(INPUT begins)

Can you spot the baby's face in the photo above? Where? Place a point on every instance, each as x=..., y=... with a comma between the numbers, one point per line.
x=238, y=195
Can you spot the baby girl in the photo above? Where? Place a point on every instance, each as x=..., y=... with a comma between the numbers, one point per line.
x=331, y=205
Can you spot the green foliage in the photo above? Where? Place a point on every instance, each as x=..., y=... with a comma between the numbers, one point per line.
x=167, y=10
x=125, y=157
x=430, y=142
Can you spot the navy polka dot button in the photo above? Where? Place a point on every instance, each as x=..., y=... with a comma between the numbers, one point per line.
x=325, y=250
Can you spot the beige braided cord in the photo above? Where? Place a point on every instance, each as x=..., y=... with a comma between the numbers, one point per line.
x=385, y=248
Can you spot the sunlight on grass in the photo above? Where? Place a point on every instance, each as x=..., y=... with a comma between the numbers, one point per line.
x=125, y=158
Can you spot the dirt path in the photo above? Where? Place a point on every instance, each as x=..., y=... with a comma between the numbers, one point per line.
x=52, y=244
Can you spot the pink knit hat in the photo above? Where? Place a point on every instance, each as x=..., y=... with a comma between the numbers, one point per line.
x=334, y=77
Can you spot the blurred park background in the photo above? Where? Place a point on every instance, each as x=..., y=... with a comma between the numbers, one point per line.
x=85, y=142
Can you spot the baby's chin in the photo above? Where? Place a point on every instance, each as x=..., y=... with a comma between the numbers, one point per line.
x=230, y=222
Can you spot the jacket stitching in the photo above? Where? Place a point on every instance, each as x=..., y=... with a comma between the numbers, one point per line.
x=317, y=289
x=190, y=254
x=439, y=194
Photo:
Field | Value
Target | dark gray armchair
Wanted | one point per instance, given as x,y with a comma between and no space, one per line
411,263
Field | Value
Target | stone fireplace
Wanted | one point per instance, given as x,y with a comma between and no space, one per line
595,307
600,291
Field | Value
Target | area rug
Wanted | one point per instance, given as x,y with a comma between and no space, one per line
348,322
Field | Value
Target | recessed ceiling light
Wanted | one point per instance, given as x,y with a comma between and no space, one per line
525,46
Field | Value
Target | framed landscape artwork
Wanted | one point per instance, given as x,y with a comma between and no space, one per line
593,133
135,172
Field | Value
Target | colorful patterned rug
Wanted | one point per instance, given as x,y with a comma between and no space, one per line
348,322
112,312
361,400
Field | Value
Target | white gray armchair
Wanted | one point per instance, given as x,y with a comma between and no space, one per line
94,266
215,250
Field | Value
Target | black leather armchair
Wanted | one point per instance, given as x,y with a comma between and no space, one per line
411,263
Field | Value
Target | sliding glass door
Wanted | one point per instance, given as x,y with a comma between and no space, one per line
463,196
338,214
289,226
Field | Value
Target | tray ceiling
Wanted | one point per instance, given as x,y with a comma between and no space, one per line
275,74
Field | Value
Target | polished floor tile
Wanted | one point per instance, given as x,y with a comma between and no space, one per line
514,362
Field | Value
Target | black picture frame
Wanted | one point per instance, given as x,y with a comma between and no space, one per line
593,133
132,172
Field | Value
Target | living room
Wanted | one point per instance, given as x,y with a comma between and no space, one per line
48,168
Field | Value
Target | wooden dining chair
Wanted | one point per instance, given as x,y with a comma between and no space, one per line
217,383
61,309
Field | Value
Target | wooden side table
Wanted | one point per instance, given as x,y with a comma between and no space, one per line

(INPUT ends)

> ABOUT THIS TASK
Search the data above for the word "black" and count the lines where it appears. Only the number should be given.

> RESPONSE AREA
2